(Records from a collection)
== Segment start ==

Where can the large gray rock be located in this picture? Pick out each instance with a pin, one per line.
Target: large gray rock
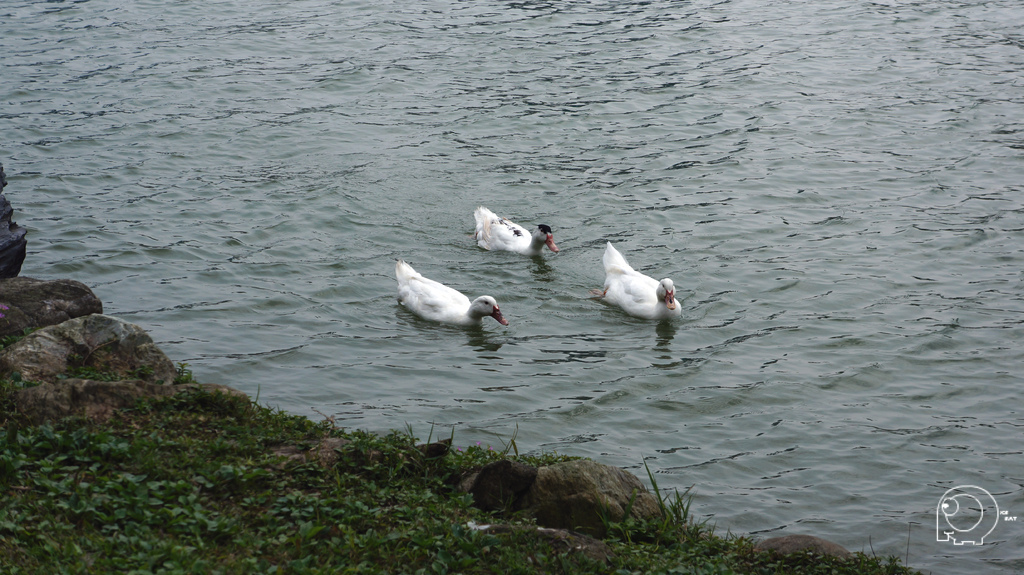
(573, 494)
(38, 303)
(500, 484)
(96, 400)
(99, 342)
(803, 543)
(12, 242)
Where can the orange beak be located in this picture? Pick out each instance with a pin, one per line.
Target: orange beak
(551, 242)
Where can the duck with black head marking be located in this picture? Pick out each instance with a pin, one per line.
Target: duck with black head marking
(495, 232)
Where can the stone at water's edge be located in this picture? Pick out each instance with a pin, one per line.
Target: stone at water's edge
(13, 245)
(96, 400)
(99, 342)
(500, 484)
(800, 543)
(38, 303)
(572, 495)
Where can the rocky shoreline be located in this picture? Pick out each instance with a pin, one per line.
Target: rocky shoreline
(570, 501)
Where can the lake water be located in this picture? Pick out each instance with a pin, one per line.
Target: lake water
(837, 188)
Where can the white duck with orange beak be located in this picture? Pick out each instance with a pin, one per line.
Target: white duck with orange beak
(494, 232)
(637, 294)
(436, 302)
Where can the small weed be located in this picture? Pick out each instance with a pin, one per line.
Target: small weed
(190, 484)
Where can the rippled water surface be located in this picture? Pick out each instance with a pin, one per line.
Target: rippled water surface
(836, 187)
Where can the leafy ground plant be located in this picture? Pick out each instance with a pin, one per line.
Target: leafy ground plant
(193, 484)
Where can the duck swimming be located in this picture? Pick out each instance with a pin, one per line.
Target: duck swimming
(436, 302)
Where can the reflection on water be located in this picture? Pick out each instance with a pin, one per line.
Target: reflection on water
(845, 223)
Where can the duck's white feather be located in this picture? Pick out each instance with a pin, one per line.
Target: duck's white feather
(434, 301)
(637, 294)
(494, 232)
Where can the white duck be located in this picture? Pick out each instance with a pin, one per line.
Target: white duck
(494, 232)
(437, 302)
(637, 294)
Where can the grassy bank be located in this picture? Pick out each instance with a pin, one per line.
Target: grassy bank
(190, 484)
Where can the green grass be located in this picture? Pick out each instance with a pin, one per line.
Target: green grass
(189, 484)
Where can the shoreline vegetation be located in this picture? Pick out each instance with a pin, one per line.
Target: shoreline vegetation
(209, 482)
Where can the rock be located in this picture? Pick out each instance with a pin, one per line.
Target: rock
(561, 539)
(325, 453)
(96, 400)
(12, 242)
(573, 495)
(803, 543)
(38, 303)
(435, 449)
(99, 342)
(500, 484)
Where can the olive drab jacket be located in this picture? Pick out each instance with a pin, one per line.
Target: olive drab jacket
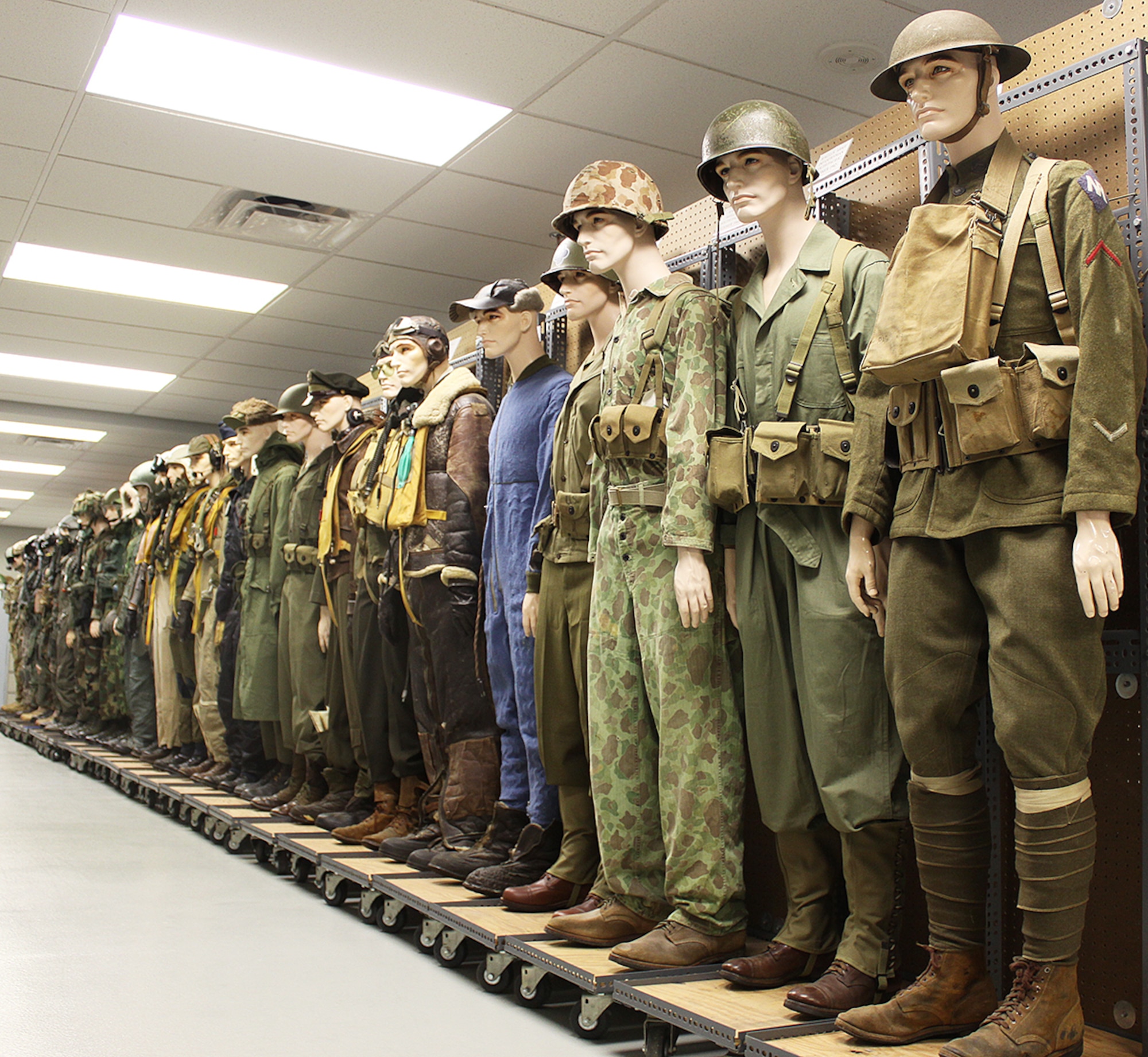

== Segment end ==

Action item » Lines with "olive" in them are what the answer must contain; copy each from the records above.

Output for this task »
Where can the olive drab jacket be located in this picture? Pick out each instance with a pin, one per line.
Target: olive drab jacket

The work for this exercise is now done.